→ **To be done**: Retype the lines of the material below exactly, character for character, with the pictures left out of your copy.

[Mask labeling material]
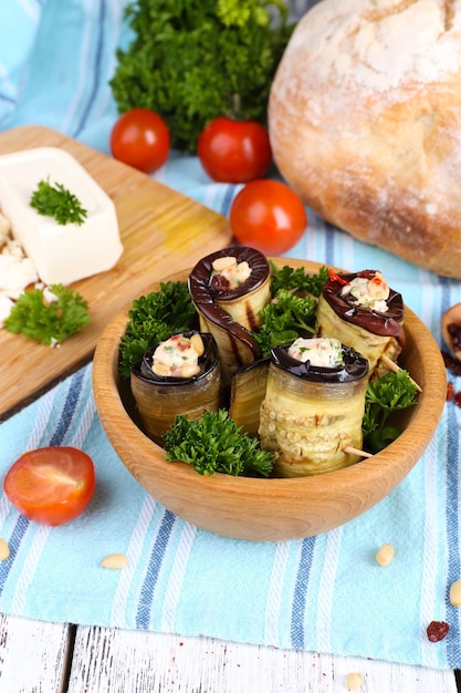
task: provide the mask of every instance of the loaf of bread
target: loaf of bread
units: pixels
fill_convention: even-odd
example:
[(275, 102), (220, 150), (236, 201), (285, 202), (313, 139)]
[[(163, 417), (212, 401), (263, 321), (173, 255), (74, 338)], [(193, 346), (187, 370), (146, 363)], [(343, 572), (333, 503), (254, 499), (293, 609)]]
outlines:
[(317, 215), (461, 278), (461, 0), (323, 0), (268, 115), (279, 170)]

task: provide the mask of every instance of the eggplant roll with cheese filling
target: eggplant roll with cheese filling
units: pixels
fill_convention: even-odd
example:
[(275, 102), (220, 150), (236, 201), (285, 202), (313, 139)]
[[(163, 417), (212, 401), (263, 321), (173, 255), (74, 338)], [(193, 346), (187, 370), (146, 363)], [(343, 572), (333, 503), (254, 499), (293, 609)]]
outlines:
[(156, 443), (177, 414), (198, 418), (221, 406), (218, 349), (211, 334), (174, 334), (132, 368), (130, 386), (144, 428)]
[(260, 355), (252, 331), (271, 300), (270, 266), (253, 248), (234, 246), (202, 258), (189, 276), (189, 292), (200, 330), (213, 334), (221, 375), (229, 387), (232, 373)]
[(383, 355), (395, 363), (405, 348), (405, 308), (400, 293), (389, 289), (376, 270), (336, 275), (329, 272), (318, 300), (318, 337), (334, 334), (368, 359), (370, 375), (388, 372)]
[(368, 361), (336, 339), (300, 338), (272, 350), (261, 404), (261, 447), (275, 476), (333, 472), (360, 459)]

→ **Complete output**:
task: provide the mask of every instance of the loaf of bread
target: loaf of bread
units: pixels
fill_convention: even-odd
example:
[(275, 102), (220, 150), (236, 201), (285, 202), (313, 139)]
[[(163, 417), (212, 401), (263, 321), (173, 255), (74, 338)], [(193, 346), (187, 370), (146, 363)], [(343, 572), (333, 503), (254, 499), (293, 609)]]
outlines:
[(317, 215), (461, 278), (461, 0), (323, 0), (268, 115), (279, 170)]

task: provide the mask of every instance of the eggplant roll with cheese filling
target: eggplant roll with cheese filling
units: pixels
fill_convention: even-odd
example:
[(275, 102), (220, 150), (236, 201), (285, 202), (313, 139)]
[[(163, 417), (212, 401), (263, 321), (173, 255), (74, 338)], [(193, 346), (187, 370), (146, 363)], [(343, 572), (333, 503), (254, 499), (293, 609)]]
outlines:
[(156, 443), (177, 414), (198, 418), (221, 406), (218, 349), (211, 334), (174, 334), (132, 368), (130, 386), (144, 428)]
[(260, 355), (252, 331), (271, 300), (270, 266), (253, 248), (234, 246), (202, 258), (189, 276), (189, 292), (200, 330), (213, 334), (221, 375), (229, 387), (232, 373)]
[(383, 355), (395, 363), (405, 348), (405, 308), (400, 293), (389, 289), (376, 270), (336, 275), (329, 272), (318, 300), (318, 337), (334, 334), (368, 359), (370, 375), (388, 372)]
[(368, 361), (336, 339), (300, 338), (272, 350), (261, 404), (261, 447), (275, 476), (333, 472), (360, 459)]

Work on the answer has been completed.